Point-per-instance localization data
*****

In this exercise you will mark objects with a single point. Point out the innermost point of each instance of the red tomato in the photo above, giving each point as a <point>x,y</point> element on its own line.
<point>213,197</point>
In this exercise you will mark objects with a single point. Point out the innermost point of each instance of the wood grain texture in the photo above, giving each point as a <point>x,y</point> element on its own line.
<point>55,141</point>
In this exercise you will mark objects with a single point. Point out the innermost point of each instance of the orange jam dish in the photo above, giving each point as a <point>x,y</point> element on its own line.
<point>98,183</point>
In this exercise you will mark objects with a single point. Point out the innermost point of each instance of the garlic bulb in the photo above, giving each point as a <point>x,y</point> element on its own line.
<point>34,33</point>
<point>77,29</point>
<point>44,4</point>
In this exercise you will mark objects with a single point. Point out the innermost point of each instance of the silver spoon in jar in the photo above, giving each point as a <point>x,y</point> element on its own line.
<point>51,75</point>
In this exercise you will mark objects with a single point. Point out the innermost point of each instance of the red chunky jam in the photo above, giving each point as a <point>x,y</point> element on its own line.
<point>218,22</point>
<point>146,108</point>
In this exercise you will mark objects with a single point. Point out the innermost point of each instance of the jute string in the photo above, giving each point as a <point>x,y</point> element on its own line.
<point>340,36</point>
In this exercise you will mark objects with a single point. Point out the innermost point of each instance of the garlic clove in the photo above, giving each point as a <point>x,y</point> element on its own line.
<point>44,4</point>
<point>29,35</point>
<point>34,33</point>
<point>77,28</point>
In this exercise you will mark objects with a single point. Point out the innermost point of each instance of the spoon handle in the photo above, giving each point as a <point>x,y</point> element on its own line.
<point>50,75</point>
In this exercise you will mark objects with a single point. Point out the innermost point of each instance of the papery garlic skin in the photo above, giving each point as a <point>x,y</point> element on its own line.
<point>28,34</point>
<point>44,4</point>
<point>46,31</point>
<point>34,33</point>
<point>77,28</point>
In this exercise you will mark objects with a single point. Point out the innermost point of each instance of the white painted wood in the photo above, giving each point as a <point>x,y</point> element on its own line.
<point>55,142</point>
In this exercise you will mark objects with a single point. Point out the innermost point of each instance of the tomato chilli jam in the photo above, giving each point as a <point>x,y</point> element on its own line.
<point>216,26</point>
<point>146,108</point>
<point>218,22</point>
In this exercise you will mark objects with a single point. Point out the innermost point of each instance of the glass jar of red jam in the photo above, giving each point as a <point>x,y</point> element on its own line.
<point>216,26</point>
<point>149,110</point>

*****

§ **Exercise aim**
Copy out the entries. Change nothing.

§ **Solved problem**
In this exercise you will mark objects with a single point. Point out the innermost point of each instance of the red tomato in the photo above, giving each point as a <point>x,y</point> element on its own line.
<point>213,197</point>
In this exercise you will mark objects with a single point. Point out the innermost point of each instance of the wood grain texture in the photo above, giving each point as a <point>x,y</point> element on its own line.
<point>55,141</point>
In this exercise you will mark objects with a single point. Point out the innermost point of each instance of the orange jam dish in the photo above, giving each point as a <point>x,y</point> element on its own line.
<point>98,183</point>
In this exercise you will mark objects with a single point. Point out the innermost point of each instance of the garlic bulb in the photo above, giving each point as a <point>x,y</point> element on its own line.
<point>34,33</point>
<point>77,29</point>
<point>44,4</point>
In this exercise you will mark objects with a single point. Point out the innermost point of each instance of the silver spoon in jar in the photo above, giving each point as a <point>x,y</point> element on its own line.
<point>51,75</point>
In this exercise you will mark objects with a single point. Point out the innermost point of each instance of the red chunky jam in the photo above, giving each point as a <point>x,y</point> element on its own line.
<point>218,22</point>
<point>146,108</point>
In this exercise you will mark objects with a single point. Point out the innermost point of each instance of the jute string in the photo above, giving each point as a <point>x,y</point> element on its own line.
<point>340,36</point>
In this exercise you will mark objects with a single point. Point out the innermost point of each instance of the garlic clove in the photo above, giving each point as a <point>x,y</point> element on its own line.
<point>44,4</point>
<point>29,35</point>
<point>34,33</point>
<point>77,28</point>
In this exercise you will mark objects with a single point. Point out the innermost point of each instance of the spoon handle in the photo above, giving each point as a <point>x,y</point> element on its own line.
<point>50,75</point>
In this exercise you will mark objects with a single point. Point out the innermost point of each instance of the papery garlic skin in the photo above, giving each point as a <point>x,y</point> element on its own line.
<point>28,34</point>
<point>44,4</point>
<point>46,31</point>
<point>34,33</point>
<point>77,28</point>
In this exercise you will mark objects with a single point. Point out the innermost point of each instance of the white painted wood in the photo above, giving each point as a <point>x,y</point> element on its own line.
<point>55,142</point>
In this exercise you will mark objects with a single point. Point out the innermost point of each instance of the tomato chilli jam in the photo above, giving each point as a <point>x,y</point> element on its own line.
<point>216,26</point>
<point>146,108</point>
<point>218,22</point>
In this exercise you will mark objects with a single point. Point out the innermost point of each instance of the glass jar of red jam in the photo above, giving each point as a <point>x,y</point> element on its own line.
<point>216,26</point>
<point>149,110</point>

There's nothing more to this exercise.